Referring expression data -
· · ·
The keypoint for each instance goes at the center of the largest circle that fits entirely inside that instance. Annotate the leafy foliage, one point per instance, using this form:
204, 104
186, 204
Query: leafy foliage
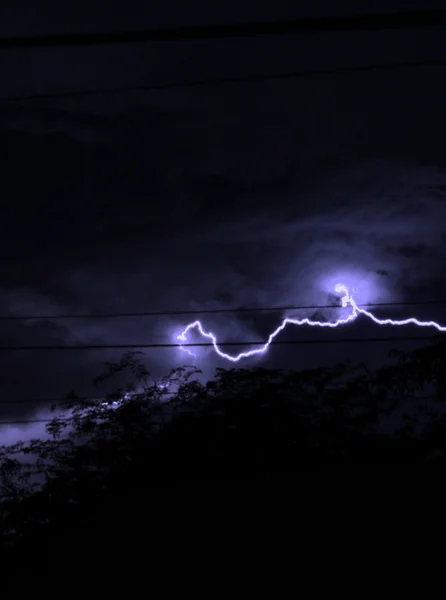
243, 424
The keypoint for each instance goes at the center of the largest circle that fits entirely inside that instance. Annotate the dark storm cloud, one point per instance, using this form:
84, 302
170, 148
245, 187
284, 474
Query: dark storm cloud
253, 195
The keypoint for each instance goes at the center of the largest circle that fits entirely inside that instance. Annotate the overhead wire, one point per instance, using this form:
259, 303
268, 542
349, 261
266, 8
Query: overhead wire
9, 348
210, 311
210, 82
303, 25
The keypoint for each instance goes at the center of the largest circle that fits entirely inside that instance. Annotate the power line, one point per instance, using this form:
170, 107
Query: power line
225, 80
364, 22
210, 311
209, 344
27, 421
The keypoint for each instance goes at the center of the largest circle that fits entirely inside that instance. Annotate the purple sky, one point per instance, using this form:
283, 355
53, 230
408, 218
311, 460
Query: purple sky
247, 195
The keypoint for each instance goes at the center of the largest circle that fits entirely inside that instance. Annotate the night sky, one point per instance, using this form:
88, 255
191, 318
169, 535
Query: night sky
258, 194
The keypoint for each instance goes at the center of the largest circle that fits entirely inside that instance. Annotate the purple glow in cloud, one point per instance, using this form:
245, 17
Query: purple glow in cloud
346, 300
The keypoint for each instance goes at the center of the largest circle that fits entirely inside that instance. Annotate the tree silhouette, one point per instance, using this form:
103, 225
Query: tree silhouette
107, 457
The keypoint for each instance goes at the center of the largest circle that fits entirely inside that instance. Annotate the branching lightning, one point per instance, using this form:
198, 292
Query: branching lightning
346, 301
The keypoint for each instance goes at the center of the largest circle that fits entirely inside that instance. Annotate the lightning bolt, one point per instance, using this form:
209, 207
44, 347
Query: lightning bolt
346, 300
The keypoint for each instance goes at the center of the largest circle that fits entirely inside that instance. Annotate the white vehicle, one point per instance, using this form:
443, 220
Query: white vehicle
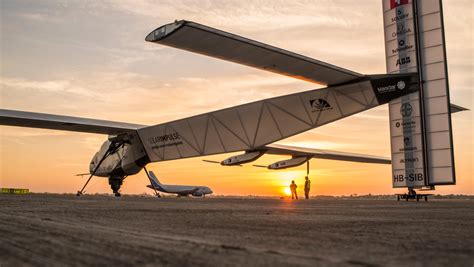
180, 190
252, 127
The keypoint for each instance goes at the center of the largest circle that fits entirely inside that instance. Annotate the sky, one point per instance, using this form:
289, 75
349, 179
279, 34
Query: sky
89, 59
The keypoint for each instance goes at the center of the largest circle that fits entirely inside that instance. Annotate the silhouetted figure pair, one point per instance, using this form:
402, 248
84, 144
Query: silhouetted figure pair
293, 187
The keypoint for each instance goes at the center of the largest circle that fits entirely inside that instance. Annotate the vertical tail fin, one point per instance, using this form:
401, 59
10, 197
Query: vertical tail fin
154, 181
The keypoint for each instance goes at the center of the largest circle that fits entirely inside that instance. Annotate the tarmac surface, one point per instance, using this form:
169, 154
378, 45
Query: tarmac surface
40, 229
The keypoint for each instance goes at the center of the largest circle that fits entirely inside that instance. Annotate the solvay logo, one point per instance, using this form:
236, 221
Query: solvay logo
· · ·
The answer is the entries above, given again exactly, with no pictures among them.

WRITTEN SOLUTION -
The keypoint for each instance goes at the center of the largest circle that fits entirely inside that instance. Annotate the leafy foliage, one point per instance, using this form:
204, 104
186, 204
Query: leafy foliage
243, 424
The keypoint for each instance goes at the center of the largest circle that fits entirely inside that instance. Annotate the dark storm cloud, one point per instance, using this form:
84, 302
170, 148
245, 187
284, 474
Query: dark storm cloud
253, 195
The keypoint for each instance goes at the center of the largest circle that fits entirely inside that instance. Annotate the overhead wire, one point per instance, using this form:
259, 303
268, 542
349, 261
266, 8
Query: overhead wire
9, 348
210, 311
210, 82
303, 25
The keypoint for each instance goes at the center of the largest circle that fits entirely inside that instance. Annotate the power line, one point per instance, using this form:
170, 107
Query: power line
225, 80
364, 22
210, 311
209, 344
27, 421
The keypoint for each instance goes at the center of the largest circle that fits entirely inside that instance. Annotate the purple sky, one point per instance, using this form:
283, 355
53, 230
408, 218
311, 460
Query: purple sky
247, 195
The keypoint for each instance goes at the center of the largest circle that fits entirely inside that instance. Annotate the night sky, one point per instance, using this form:
88, 255
191, 318
169, 535
Query: night sky
258, 194
The keypoint for each instance goes at the center of the largest circle that fits entirely inside that instance. Annotate the purple glow in cloud, one point per instance, using this form:
245, 17
Query: purple glow in cloud
346, 300
The keypoint for each instance goes at the center of the largest circle that fits entirely inside that instance. Annotate the tree silhouette, one point per instance, using this form:
103, 225
Query: tree silhouette
107, 457
The keypoint for each instance goes at the center of the largest circle that fits entirely inside that instance. Annotate the branching lightning, one point per instance, using this form:
198, 292
Query: branching lightning
346, 301
The keypoint for each instance goes at the center of the largest circle that fits entirely inside that instance. Annotate the lightning bolt, one point per instance, using this form:
209, 207
44, 347
Query: lightning bolt
346, 300
The keypoint for each instance goes at the center of the largest circle that fits entirely inside that instance. Annotate the white vehicle, one point per instance, using this form:
443, 220
Query: white vehicle
180, 190
252, 127
The keypoint for each instance goes at the center of the largest circle that fits entirely inside that instance. Annotate the sky, one point per instance, using this form:
289, 75
349, 179
279, 34
Query: sky
89, 59
The keypoint for each instance goes at the center of the largest circle that fits entirely inside that instance. Annotate the silhouetted figure pair, one point per instance, using this form:
402, 248
84, 144
Query: silhouetted figure pair
293, 187
The keypoint for each instance goes at the center of the largest circle that fits entirely inside that instance. Annotate the vertical tail fin, one point per instance, using this form:
401, 59
10, 197
Query: vertical tail fin
154, 181
The keypoint for each instance goes at the center of the largest circle that fits entirely inside that instance. Annotate the tarmac surface, one point per instance, using this form:
169, 154
378, 45
Query: tarmac surface
40, 229
The keypoint for each instance goes at the center of the largest circle that fits entirely inside that instance. Annotate the solvay logo, one point per instance, using this form:
236, 221
Query: solvay logo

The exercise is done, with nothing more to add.